Provided passage:
Genetic Exceptionalism and the Precautionary Principle

What ELSI is new (article)This commentary in the Genomics Law Report’s ongoing series What ELSI is New? is contributed by Alan E. Dow, Vice President of Intellectual Property and Legal Affairs, Complete Genomics, Inc.

One important issue that must be addressed in the field of genomics and / or personalized medicine is “genetic exceptionalism.”

Genetic exceptionalism is the concept that genetic information is inherently unique and should be treated differently in law than other forms of personal or medical information.

There are several reasons for such special consideration: genetic information can predict disease occurrence in a person and their blood relatives; it uniquely identifies a person; and it can be used to discriminate and stigmatize individuals. While these issues deserve attention and steps should be taken to protect people, over-regulation could limit our ability to investigate how genetic information predicts disease and improve medical outcomes.

Some people appear to equate genetic information and personal identity. For such people, protecting an individual’s genetic information is tantamount to preserving their “respect… as an individual and as a member of the human species and recognizing the importance of ensuring the dignity of the human being” (Convention for the Protection of Human Rights and the Dignity of the Human Being with Regard to the Application of Biology and Medicine: Convention on Human Rights and Biomedicine, 1997). Such a belief can translate into over-regulation.

Source material:
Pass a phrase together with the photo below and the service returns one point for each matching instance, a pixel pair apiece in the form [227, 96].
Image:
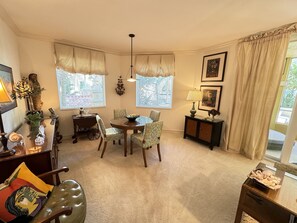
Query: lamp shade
[194, 95]
[4, 96]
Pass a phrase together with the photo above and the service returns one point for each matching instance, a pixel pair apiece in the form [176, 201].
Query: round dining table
[125, 125]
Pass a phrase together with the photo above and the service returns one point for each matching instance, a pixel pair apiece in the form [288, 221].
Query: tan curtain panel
[79, 60]
[259, 68]
[154, 65]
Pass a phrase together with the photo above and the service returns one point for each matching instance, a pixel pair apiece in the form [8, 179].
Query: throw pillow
[22, 195]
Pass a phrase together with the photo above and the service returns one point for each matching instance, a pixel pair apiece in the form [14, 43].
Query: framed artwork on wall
[213, 67]
[211, 97]
[7, 78]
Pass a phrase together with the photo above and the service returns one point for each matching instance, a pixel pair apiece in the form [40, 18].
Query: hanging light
[131, 79]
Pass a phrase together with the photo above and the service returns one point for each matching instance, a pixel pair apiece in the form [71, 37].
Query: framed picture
[7, 78]
[214, 67]
[211, 97]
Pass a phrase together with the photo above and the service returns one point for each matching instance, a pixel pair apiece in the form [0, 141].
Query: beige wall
[9, 56]
[37, 56]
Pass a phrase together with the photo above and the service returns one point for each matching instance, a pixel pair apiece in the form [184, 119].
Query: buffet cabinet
[203, 130]
[38, 158]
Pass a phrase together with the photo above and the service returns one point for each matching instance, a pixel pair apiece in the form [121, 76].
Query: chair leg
[144, 158]
[159, 153]
[101, 140]
[131, 146]
[105, 143]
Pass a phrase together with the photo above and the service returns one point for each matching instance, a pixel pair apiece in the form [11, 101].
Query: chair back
[119, 113]
[289, 168]
[101, 126]
[155, 115]
[152, 133]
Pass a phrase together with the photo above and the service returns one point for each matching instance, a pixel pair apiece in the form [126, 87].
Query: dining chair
[287, 167]
[119, 113]
[107, 134]
[148, 138]
[155, 115]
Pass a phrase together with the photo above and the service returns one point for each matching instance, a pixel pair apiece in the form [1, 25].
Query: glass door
[282, 140]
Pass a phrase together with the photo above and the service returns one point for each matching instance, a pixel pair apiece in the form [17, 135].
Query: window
[154, 92]
[289, 93]
[80, 90]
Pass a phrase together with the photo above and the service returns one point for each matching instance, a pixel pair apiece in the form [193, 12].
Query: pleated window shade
[154, 65]
[79, 60]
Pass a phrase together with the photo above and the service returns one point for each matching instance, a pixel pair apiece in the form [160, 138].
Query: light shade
[194, 95]
[4, 96]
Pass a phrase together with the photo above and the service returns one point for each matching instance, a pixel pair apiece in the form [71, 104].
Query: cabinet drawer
[205, 130]
[191, 128]
[266, 211]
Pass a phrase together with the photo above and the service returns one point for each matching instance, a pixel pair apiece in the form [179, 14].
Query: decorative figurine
[120, 86]
[36, 92]
[213, 113]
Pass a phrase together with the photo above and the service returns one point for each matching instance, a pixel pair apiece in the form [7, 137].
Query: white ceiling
[159, 25]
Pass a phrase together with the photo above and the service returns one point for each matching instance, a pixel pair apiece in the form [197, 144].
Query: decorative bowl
[132, 117]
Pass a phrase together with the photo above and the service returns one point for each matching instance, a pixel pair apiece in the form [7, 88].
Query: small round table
[125, 125]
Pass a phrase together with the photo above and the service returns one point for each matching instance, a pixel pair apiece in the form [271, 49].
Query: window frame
[88, 107]
[158, 107]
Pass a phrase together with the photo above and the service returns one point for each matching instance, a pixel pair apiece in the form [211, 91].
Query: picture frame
[213, 67]
[7, 78]
[211, 97]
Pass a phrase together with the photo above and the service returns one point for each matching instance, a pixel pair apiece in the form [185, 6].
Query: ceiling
[159, 25]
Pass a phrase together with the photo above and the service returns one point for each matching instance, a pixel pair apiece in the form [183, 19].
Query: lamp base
[9, 152]
[193, 112]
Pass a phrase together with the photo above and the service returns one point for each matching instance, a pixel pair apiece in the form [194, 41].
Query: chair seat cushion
[114, 134]
[68, 193]
[137, 138]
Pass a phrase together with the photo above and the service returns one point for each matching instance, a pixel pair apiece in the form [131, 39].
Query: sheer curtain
[79, 60]
[258, 74]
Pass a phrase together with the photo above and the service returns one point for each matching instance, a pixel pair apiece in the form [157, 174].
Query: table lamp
[194, 95]
[4, 98]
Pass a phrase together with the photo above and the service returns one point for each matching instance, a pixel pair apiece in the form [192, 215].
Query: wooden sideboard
[203, 130]
[84, 124]
[267, 205]
[39, 159]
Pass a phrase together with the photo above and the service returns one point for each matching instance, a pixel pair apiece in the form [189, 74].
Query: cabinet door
[191, 127]
[205, 130]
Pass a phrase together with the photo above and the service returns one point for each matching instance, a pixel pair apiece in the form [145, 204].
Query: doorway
[282, 140]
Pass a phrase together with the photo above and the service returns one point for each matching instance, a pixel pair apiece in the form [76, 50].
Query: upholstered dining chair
[155, 115]
[107, 134]
[119, 113]
[148, 138]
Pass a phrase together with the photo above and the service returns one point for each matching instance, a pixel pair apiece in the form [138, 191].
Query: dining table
[125, 125]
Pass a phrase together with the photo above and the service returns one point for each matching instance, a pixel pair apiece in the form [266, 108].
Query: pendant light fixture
[131, 79]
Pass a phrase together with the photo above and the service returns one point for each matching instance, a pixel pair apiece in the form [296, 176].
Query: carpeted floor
[192, 184]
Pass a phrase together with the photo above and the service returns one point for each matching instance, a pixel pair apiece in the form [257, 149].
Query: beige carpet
[192, 184]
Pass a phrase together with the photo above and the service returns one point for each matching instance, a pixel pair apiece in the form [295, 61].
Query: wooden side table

Work request 1:
Decide whether each statement agrees with the commentary on genetic exceptionalism. Answer yes or no for each, quoting the deciding words of the commentary.
(a) Genetic exceptionalism holds that genetic information should be treated differently in law than other personal or medical information.
(b) Genetic information can predict disease only in the person whose information it is.
(c) The contributor holds the position of Vice President of Intellectual Property and Legal Affairs at Complete Genomics, Inc.
Work request 2: Recast the paragraph of the commentary on genetic exceptionalism beginning "There are several reasons for such special consideration" as a bulleted list that keeps its main facts.
Work request 3: Continue the commentary on genetic exceptionalism from its final sentence.
The listing is not needed for any of these tasks.

Task answer 1:
(a) Yes: "Genetic exceptionalism is the concept that genetic information is inherently unique and should be treated differently in law than other forms of personal or medical information."
(b) No: "genetic information can predict disease occurrence in a person and their blood relatives"
(c) Yes: "Alan E. Dow, Vice President of Intellectual Property and Legal Affairs, Complete Genomics, Inc."

Task answer 2:
- Reasons for treating genetic information specially:
  - It can predict disease occurrence in a person and their blood relatives.
  - It uniquely identifies a person.
  - It can be used to discriminate against and stigmatize individuals.
- These issues deserve attention, and steps should be taken to protect people.
- Over-regulation could limit the ability to investigate how genetic information predicts disease and to improve medical outcomes.

Task answer 3:
Opponents of a new technology can fight its introduction by applying the “precautionary principle.” A strong form of the precautionary principle would require that, when “potential adverse affects [of an activity] are not fully understood, the activities should not proceed” (United Nations World Charter for Nature, 1982). The burden then shifts to proponents of the new technology to prove that it will not cause harm. A more nuanced version of the precautionary principle would require “cost-effective measures” in the face of threats of serious or irreversible damage, even where there is a lack of full scientific certainty regarding the threat (e.g., Principle 15 of the Rio Declaration, 1992). What is considered to be “serious damage” or a “cost-effective measure” can appear very different to legislators and those being regulated – as would be appreciated readily, for example, by companies that have sought to introduce genetically-modified crops into Europe since the 1980s.

It would be tragic if genetic exceptionalism led to regulation that denies the public the tremendous benefits of the genomics revolution as a result of misplaced concern for human respect and dignity.